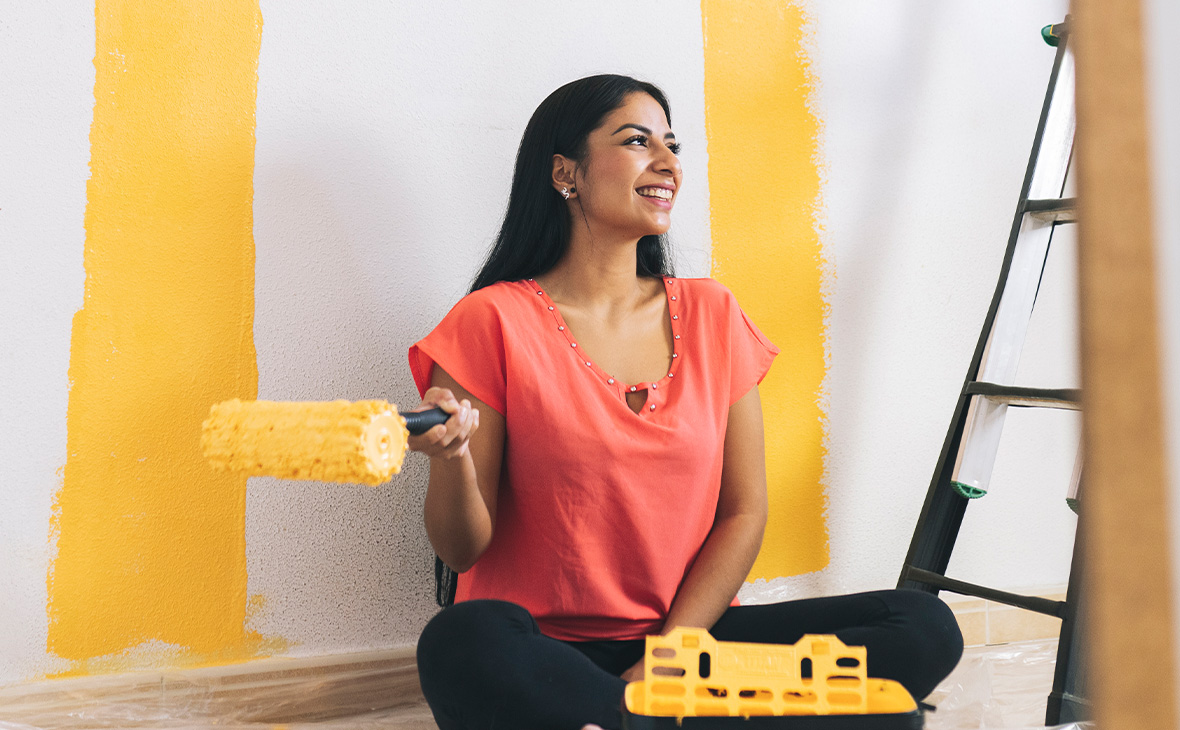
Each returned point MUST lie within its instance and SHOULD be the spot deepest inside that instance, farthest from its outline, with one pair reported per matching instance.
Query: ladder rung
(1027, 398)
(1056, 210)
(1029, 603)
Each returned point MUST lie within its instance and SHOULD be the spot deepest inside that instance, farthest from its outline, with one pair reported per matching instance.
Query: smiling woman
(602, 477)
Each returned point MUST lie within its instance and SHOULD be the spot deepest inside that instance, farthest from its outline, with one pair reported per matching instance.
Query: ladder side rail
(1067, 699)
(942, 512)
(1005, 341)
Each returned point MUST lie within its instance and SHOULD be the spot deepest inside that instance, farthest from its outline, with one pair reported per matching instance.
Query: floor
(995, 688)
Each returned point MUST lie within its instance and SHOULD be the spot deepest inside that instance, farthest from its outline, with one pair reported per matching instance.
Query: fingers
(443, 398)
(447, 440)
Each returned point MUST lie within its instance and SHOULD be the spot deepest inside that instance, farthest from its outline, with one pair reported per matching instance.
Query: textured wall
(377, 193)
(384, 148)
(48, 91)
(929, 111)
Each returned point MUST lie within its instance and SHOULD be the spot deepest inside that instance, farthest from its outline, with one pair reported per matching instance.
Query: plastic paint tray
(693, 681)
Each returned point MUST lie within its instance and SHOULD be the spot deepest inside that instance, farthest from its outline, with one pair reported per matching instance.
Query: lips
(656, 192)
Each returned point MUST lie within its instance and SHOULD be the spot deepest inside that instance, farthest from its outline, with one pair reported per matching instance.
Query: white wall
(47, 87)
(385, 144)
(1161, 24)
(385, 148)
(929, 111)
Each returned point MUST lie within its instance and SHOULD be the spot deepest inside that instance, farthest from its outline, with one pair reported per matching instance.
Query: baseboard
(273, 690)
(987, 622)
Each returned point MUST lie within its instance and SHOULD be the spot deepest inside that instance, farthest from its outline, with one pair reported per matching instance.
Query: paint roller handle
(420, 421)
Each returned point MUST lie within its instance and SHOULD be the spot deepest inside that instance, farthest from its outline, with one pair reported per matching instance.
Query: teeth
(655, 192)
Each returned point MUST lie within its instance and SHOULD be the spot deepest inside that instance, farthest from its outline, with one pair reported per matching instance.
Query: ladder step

● ● ● ● ●

Task to complete: Can you repeat all of the lines above verbatim, leaving out any picture?

Answer to the task:
Each returned point MUST lie within its instance and SHOULD be the spot deepest inside that instance, farthest from its outline, with one pair reported per matching instance.
Query: ladder rung
(1027, 398)
(1056, 210)
(1029, 603)
Each returned point MUST lie within its instance and SHOULD be the spot deepest inside that instance, farthest from its outline, with one pair reported per matching instance.
Query: smiling woman
(602, 477)
Each returned point MUST lie within its instance and SHOULD be the spot deepest inside that instance, farthest from its outline, with one pair reported per matching instance.
Query: ladder side rail
(1067, 699)
(942, 512)
(1005, 341)
Each returned point MUST lie within its instance and SHOULD be the spot deepest inside that instance, farthest from its outline, with one pair reported per matching instance.
Query: floor
(995, 688)
Each returned point MUST lie within its instance and SHOULD be the spot deepest inside that instance, farthest from its outline, with one pair reported per matching instance.
Query: fingers
(443, 398)
(447, 440)
Each returned point MUST lie within its instance and SHOULD be the spot deepest inside that instance, farthest from its outline, with one pair reported per matching instance.
Query: textured wall
(377, 193)
(384, 148)
(48, 91)
(929, 111)
Each returned point MUST lie within its instance and SHOULD be the spot deepest inside that instance, farthest from its outline, with one pair reported per matching instance.
Query: plastic paint tray
(693, 681)
Each returned point MUST lie within its instance and SHOULD be the spot deepest inside that instance, farthest from its outline, with one pair reported per matching instance.
Query: lips
(656, 192)
Each returned point MUST lie within its instance and SHOULD be the spot deepest inside that instance, farthest from its outline, with one pair reported per matching instance.
Query: white wall
(47, 87)
(385, 144)
(1161, 24)
(385, 148)
(929, 111)
Each returned point MUST lie within its instance and SHOULD be the spot deepest inside that instance, farthest from its outline, with one pair reported per matching instance.
Query: baseboard
(273, 690)
(987, 622)
Each returned point MUST lie within its instance and SHOULD be the spot deepest inside that instance, farthest from its outline, with one pair reported per matching instance.
Query: paint roller handle
(420, 421)
Each returned point MUST lie within its instance and SHOULD be the spot deepest inside that instance, farthest from its outline, with one pair reported per matching instance.
Query: teeth
(655, 192)
Each returned point MUST lie within its instance and SHOULD be the spot deepest inside that instance, farthest from its outline, with one pair reported per matching instance.
Query: ladder step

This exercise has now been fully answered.